+++ Data for processing
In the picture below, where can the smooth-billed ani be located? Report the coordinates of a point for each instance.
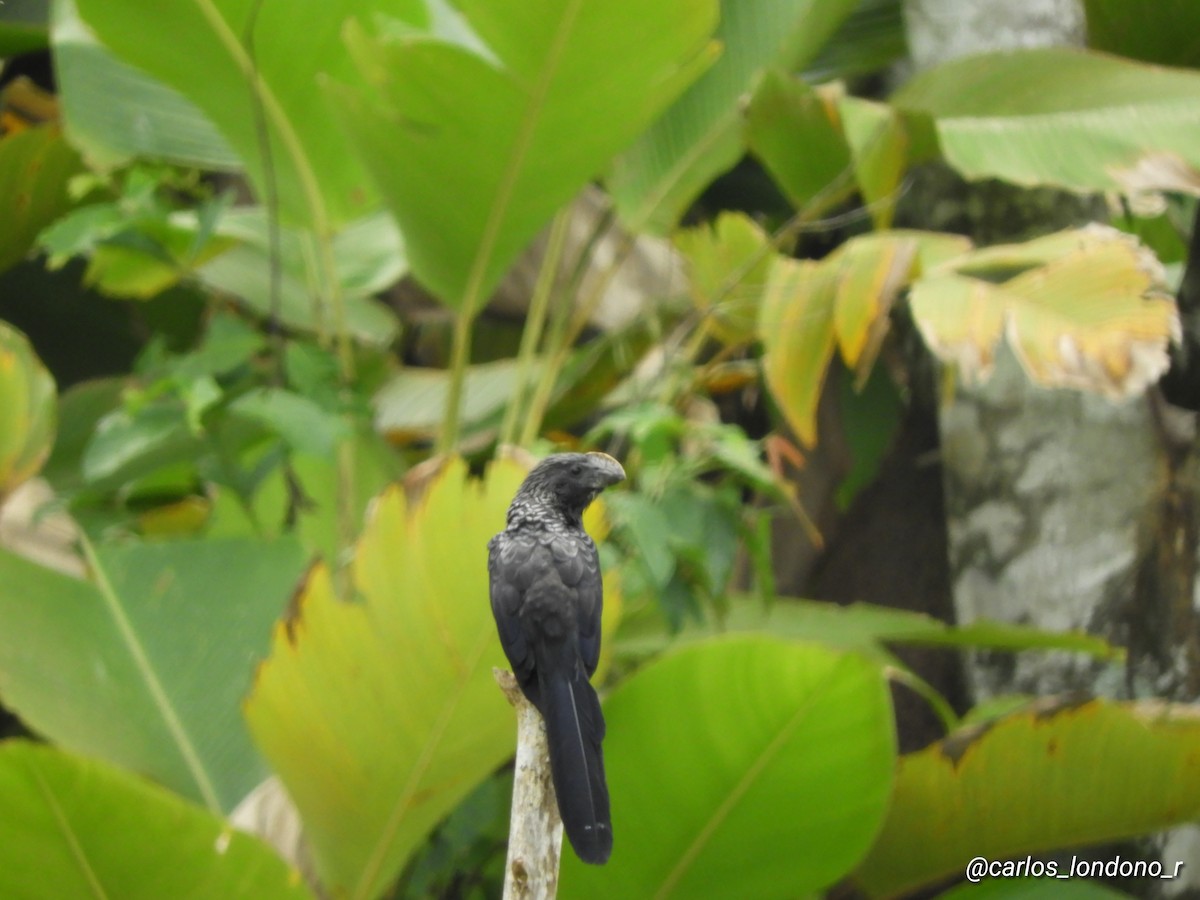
(546, 598)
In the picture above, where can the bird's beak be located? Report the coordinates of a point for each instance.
(609, 471)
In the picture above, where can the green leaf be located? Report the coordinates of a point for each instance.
(18, 37)
(504, 137)
(708, 751)
(840, 301)
(35, 167)
(199, 49)
(700, 136)
(1163, 33)
(127, 444)
(114, 112)
(1086, 311)
(298, 420)
(1026, 784)
(821, 145)
(865, 628)
(28, 412)
(1044, 888)
(412, 403)
(78, 828)
(796, 131)
(381, 714)
(147, 666)
(369, 256)
(1061, 117)
(727, 265)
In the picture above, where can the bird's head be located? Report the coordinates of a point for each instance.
(570, 481)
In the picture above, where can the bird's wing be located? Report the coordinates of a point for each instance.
(507, 555)
(579, 567)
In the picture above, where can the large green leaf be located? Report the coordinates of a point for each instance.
(700, 136)
(863, 628)
(381, 714)
(114, 112)
(367, 257)
(77, 828)
(147, 666)
(475, 148)
(35, 167)
(1164, 31)
(27, 411)
(1029, 784)
(201, 51)
(821, 145)
(727, 263)
(1061, 117)
(742, 768)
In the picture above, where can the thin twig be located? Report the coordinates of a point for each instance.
(535, 832)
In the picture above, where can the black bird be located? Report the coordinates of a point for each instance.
(546, 599)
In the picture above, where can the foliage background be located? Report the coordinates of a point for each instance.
(281, 293)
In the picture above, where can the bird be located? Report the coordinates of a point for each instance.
(546, 595)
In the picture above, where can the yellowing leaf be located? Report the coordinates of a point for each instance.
(1084, 311)
(844, 300)
(796, 327)
(1030, 783)
(381, 714)
(27, 411)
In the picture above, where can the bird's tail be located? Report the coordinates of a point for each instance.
(574, 731)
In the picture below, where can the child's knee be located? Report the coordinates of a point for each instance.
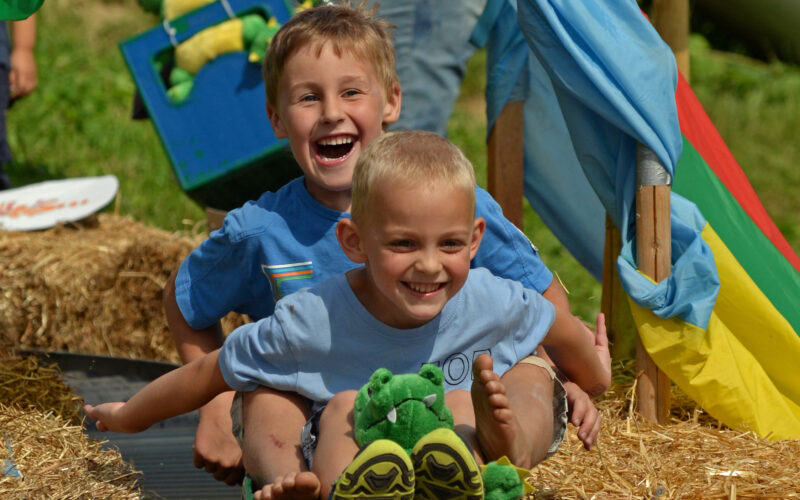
(339, 406)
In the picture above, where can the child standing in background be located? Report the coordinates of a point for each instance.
(17, 77)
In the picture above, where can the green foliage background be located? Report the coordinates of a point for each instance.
(77, 123)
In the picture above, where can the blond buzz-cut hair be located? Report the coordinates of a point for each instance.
(348, 29)
(408, 157)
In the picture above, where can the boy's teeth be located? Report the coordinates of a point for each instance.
(423, 287)
(335, 141)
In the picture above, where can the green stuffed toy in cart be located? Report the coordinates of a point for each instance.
(407, 408)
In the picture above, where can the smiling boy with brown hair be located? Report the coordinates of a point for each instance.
(413, 300)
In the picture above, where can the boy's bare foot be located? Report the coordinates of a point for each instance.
(499, 432)
(300, 486)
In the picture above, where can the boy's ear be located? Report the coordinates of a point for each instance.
(478, 228)
(350, 240)
(391, 110)
(278, 128)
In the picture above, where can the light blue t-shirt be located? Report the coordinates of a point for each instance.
(321, 340)
(286, 241)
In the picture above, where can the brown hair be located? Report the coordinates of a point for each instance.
(346, 28)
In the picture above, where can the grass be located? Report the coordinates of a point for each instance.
(78, 123)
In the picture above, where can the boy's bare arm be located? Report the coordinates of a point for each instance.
(22, 76)
(182, 390)
(582, 360)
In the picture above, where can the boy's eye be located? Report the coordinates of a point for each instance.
(452, 245)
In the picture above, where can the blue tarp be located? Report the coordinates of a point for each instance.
(596, 79)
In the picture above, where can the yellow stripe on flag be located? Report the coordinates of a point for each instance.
(743, 368)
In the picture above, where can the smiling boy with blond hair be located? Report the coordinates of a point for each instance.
(413, 299)
(331, 90)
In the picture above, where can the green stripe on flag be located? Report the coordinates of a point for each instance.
(767, 267)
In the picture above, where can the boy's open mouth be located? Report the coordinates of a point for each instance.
(423, 288)
(333, 148)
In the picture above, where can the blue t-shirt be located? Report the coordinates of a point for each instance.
(286, 241)
(321, 340)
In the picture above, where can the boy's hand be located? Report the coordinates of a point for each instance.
(109, 417)
(22, 78)
(582, 414)
(600, 339)
(215, 448)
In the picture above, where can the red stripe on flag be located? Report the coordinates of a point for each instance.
(698, 129)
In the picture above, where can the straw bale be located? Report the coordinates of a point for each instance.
(27, 382)
(635, 458)
(94, 288)
(54, 459)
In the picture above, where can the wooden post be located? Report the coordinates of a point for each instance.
(505, 162)
(671, 20)
(654, 257)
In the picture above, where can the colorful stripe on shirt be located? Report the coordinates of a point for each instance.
(279, 273)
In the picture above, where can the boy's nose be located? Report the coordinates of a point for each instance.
(332, 111)
(428, 262)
++++++
Give the listing above again in its entirety and exactly; do not include the pictures.

- Answer -
In the picture below, where can the smooth-billed ani be located? Report the coordinates of a point for each instance.
(546, 598)
In the picture above, where can the bird's beak be located? Report the coordinates of a point for each instance.
(609, 471)
In the picture above, where can the green leaf be located? Report the coordinates of a point for each instance.
(18, 37)
(504, 137)
(708, 751)
(840, 301)
(35, 167)
(199, 49)
(700, 136)
(1163, 33)
(127, 444)
(114, 112)
(1086, 311)
(298, 420)
(1026, 784)
(821, 145)
(865, 628)
(28, 412)
(1044, 888)
(412, 403)
(78, 828)
(796, 131)
(381, 714)
(147, 666)
(369, 256)
(1061, 117)
(727, 265)
In the picture above, where can the bird's head be located? Report the coordinates of a point for each instance.
(570, 481)
In the picture above, where can the bird's wing be located? Report the coordinates of a point for each instance.
(507, 555)
(579, 567)
In the picture above, where can the large green leaf be located? Report the coordinates of a point for each instance.
(700, 136)
(863, 628)
(381, 714)
(114, 112)
(367, 257)
(77, 828)
(147, 666)
(475, 148)
(35, 167)
(1164, 31)
(27, 411)
(1029, 784)
(201, 51)
(821, 145)
(727, 263)
(1061, 117)
(742, 768)
In the picture above, where can the thin twig be located? Report the coordinates of a point for each instance.
(535, 832)
In the picture above, where can the black bird be located? Report the coordinates of a point for each instance.
(546, 599)
In the picture above, where can the foliage background be located? Report the coordinates of a point for each instance.
(281, 293)
In the picture above, where can the bird be located? Report the coordinates of a point for each instance.
(546, 595)
In the picture above, where can the yellowing leaf be located? Report the coordinates of a point for each instance.
(1084, 311)
(844, 300)
(796, 327)
(1030, 783)
(381, 714)
(27, 411)
In the picture above, where can the bird's tail be located? Report the coordinates of a point for each instance.
(574, 731)
In the picture below, where can the child's knee be located? Report the coordinates of a point for each instance.
(339, 406)
In the picture above, where can the child standing in background be located? Report the coordinates of a point for each instance.
(17, 77)
In the picture above, where can the green foliage background be located? Report the coordinates of a point for each instance.
(77, 123)
In the picture above, where can the blond buzz-cut hair be located? Report the coordinates of a point for each instance.
(348, 29)
(408, 157)
In the picture above, where can the boy's teeth be located? Report the coordinates of a point for each instance.
(423, 287)
(335, 141)
In the picture above, where can the green stuffed toy in cart be located? Report the coordinates of a point for each instance.
(407, 408)
In the picture above, where can the smiling boy with brown hair be located? Report the coordinates of a point for each instance.
(413, 300)
In the picture above, where can the boy's bare foot be located? Report the coordinates of a point for each instance.
(499, 432)
(300, 486)
In the picture above, where can the boy's ear be located? Report the coordinates of a point for each instance.
(478, 228)
(350, 240)
(391, 110)
(278, 128)
In the picture above, where can the light blue t-shirt be located? Report the coordinates of a point for each instance.
(321, 340)
(286, 241)
In the picture above, where can the brown hair be located? Report the coordinates of a point for each instance.
(346, 28)
In the picture above, where can the grass be located? Report the coordinates of a point for each instance.
(78, 123)
In the picture above, where can the boy's bare arm be located? Report the coordinates of a point for each instance.
(22, 76)
(182, 390)
(582, 360)
In the picture above, where can the boy's eye be located? Report the coordinates of a point for each instance.
(452, 245)
In the picture above, where can the blue tarp be located? Report the coordinates of a point for each instance.
(596, 79)
In the picture above, where can the yellow stripe on flag be located? Report the coordinates of a point for each instance.
(743, 368)
In the picture above, where can the smiling boy with blond hair be located? Report the coordinates of a point for each instance.
(413, 299)
(331, 90)
In the picture above, where can the green stripe on flag be located? Report the coordinates of a point for each instance.
(767, 267)
In the picture above, where can the boy's open mouth be located? Report the coordinates of a point for each instance.
(423, 288)
(333, 148)
In the picture above, where can the blue t-shirt be located? Report the coordinates of a point for each instance.
(286, 241)
(321, 340)
In the picture above, where can the boy's hand be located? Report the coordinates of a point for each instance.
(109, 417)
(22, 78)
(582, 414)
(600, 339)
(215, 448)
In the picture above, where can the red stripe on flag be located? Report the coordinates of a point for each instance.
(698, 129)
In the picture above, where can the straw bale be located? Report the coordinates of a point for each instance.
(27, 382)
(635, 458)
(94, 288)
(54, 459)
In the picture above, where can the wooden post be located? Report the coordinates of a point for each instance.
(505, 162)
(671, 20)
(654, 257)
In the picture above, where can the colorful stripe on shirt be located? Report the coordinates of a point for each instance.
(279, 273)
In the picture above, where can the boy's nose be located? Report the coordinates of a point for each instance.
(332, 111)
(428, 262)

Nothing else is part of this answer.